Trabajo pedido >>
Cuenta las líneas de abajo que contienen la palabra "building". Responde solo con el número.

Entradas de un conjunto de datos de señalamiento
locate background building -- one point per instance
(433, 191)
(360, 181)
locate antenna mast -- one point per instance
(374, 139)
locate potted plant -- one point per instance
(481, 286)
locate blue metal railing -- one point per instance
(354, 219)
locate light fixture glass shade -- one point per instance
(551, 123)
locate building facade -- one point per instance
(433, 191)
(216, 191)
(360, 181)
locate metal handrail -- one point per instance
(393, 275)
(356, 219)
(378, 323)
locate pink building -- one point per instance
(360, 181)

* * *

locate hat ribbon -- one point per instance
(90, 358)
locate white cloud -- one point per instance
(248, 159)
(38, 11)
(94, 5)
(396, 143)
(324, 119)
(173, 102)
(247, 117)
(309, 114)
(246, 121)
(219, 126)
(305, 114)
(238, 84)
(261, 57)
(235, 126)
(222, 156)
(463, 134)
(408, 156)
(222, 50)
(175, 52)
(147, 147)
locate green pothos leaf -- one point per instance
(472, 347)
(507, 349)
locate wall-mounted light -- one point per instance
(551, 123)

Respuesta >>
3